Connaissez-vous le mikvé ? Il s'agit d'un bain rituel et "purificateur" indissociable de la culture juive. Les femmes juives orthodoxes sont censées s'immerger dans ce bassin après leurs menstruations en signe de "pureté" sexuelle et familiale. Mais cette tradition se retrouve confrontée à une impasse à l'heure de la pandémie mondiale : où s'immerger en temps de confinement ? comment faire honneur au mikvé en cette période exceptionnelle ?
Pour The Atlantic, c'est un véritable dilemme. Pire même, un "choix impossible" pour ces femmes pratiquantes, alors qu'un grand nombre de synagogues ont fermé leurs portes depuis des semaines, mesures sanitaires obligent, et que cette immersion serait synonyme de risques d'infection. Un dommage collatéral inattendu du coronavirus.
Un choix d'autant plus impossible, précise le média américain, que les mikvés sont des espaces "très fréquentés". Autant dire que les chances d'exposition sont énormes. C'est un certain nombre d'enjeux qu'induit ce contexte. Rappelons que selon la Torah, c'est suite à cette immersion rituelle que les femmes peuvent de nouveau entretenir des relations sexuelles avec leur conjoint, recommencer à s'embrasser et, même, dormir dans le même lit. Des actes ordinaires, mais tout à fait déconseillés en période "d'impureté", (terme utilisé par la religion) - c'est le passage au mikvé qui les autorise. Et pourtant, difficile de respecter ces restrictions en plein confinement.
Contre toute attente, le rapport que l'on entretient à la foi s'avère être l'une des victimes collatérales du coronavirus. Interrogée par The Atlantic, la mère de famille juive Aimee Baron fait part de son désarroi : après avoir malgré tout pu pratiquer cette immersion (en apportant sa propre serviette), elle en est ressortie angoissée. "Chaque fois que nous sortons, nous sommes tous pétrifiés de toucher, pétrifiés de respirer. Au mikvé, il y a mille surfaces (sur lesquelles je dois poser mes affaires) qui auraient pu être contaminées !".

Matériel fourni

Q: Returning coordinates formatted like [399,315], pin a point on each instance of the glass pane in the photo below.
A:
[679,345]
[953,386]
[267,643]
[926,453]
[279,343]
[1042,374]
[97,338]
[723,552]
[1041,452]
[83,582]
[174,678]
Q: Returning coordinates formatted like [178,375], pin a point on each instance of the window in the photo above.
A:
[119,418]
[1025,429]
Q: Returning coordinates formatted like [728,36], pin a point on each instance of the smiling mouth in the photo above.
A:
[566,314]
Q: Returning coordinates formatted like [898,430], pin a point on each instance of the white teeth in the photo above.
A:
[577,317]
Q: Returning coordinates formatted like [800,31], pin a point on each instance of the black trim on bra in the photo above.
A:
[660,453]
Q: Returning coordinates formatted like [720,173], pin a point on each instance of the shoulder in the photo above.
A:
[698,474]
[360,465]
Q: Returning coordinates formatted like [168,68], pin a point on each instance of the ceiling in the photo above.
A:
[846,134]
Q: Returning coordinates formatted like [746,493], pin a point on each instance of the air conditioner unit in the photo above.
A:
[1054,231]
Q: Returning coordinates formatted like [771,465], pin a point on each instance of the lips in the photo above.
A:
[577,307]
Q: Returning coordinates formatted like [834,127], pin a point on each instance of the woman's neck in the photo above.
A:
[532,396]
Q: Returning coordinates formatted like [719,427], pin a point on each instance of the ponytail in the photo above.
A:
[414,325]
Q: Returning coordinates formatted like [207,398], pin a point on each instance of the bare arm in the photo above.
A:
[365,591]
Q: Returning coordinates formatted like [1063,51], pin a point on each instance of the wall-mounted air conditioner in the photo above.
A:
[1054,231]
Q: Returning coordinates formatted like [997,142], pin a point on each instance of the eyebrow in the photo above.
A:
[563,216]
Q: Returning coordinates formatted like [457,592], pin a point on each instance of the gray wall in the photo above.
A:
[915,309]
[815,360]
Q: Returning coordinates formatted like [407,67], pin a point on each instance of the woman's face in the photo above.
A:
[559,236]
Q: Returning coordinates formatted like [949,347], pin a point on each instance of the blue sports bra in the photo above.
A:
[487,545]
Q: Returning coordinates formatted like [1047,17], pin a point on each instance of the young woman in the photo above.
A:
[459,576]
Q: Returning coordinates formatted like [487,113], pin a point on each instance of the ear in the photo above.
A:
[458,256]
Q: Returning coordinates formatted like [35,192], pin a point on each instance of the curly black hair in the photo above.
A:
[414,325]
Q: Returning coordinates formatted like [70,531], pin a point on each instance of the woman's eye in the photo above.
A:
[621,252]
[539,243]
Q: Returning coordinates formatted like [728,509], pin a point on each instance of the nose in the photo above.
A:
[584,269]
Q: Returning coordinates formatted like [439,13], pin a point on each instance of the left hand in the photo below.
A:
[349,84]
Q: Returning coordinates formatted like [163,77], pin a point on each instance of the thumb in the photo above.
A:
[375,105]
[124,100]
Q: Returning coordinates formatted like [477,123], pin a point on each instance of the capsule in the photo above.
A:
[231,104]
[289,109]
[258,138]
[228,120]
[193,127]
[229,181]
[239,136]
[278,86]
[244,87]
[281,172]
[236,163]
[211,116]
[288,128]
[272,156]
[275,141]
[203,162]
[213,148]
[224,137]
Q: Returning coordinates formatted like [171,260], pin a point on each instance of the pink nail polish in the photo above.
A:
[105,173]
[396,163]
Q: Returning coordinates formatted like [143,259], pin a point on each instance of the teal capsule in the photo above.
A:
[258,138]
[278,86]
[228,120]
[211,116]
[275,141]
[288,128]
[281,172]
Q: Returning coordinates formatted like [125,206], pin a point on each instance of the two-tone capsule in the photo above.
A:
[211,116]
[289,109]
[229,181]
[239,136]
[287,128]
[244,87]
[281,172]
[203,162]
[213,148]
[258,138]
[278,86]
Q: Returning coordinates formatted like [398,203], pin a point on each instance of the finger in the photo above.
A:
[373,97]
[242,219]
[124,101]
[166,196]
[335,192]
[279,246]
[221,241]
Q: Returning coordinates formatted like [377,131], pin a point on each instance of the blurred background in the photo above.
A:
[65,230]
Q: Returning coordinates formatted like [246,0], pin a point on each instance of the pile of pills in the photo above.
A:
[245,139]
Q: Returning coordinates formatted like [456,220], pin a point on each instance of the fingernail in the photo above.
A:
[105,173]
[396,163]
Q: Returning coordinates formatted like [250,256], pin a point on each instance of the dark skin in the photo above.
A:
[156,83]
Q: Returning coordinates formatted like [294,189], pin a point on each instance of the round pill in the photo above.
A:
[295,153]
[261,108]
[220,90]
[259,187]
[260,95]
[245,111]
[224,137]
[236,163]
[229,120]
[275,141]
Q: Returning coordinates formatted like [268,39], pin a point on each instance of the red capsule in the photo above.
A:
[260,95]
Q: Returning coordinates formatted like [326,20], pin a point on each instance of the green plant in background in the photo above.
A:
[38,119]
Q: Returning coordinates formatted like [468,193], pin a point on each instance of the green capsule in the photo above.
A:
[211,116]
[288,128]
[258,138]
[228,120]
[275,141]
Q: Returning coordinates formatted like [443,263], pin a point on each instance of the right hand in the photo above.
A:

Consignes de travail
1 > Dans le texte sur le mikvé, qu'a apporté Aimee Baron pour pouvoir pratiquer son immersion ?
2 > Prolongez le texte sur le mikvé en temps de confinement au-delà de sa dernière phrase.

Résultats par tâche
1 > Sa propre serviette.

2 >
D'un côté, la mise en danger évidente de sa santé, et de celle d'autrui. Mais de l'autre, un fait énoncé par la professeure Rivkah Slonim : "Nous ne pouvons pas, dans la loi juive, avancer en tant que communauté sans mikvé. L'immersion est un commandement qui vient directement de la Torah". L'espace d'une tribune, l'érudite s'adresse aux principales concernées et exprime son ressenti : "En ce moment, je n'ai pas vraiment envie d'être "juste", je veux juste me réveiller de ce cauchemar. Rien de tout cela n'est facile, pour personne. Pour un million et une raison. Et peut-être, surtout, parce que nous n'avons aucun contrôle, de mille et une façons. La seule chose que nous pouvons contrôler est notre attitude face à ce défi".
Suite à la fermeture globale des synagogues, Rivkah Slonim aime à rappeler que le judaïsme est avant tout "une communauté confessionnelle à domicile". Comprendre, le foyer reste "le saint temple" et la femme juive "la grande prêtresse". Cependant, déplore encore l'oratrice, "il n'est pas permis à un couple d'être intime sans que la femme ne plonge dans le mikvé". Face à cela, de nombreuses communautés à travers le monde ont donc décidé de garder leurs mikvés ouverts. La femme rabbin et bioéthicienne Lila Kagedan, qui officie à New York, tente tant bien que mal de concilier mesures sanitaires, distanciation sociale et respect de la loi juive, notamment en encourageant l'usage insistant de produits désinfectants à l'égard des surfaces du bain.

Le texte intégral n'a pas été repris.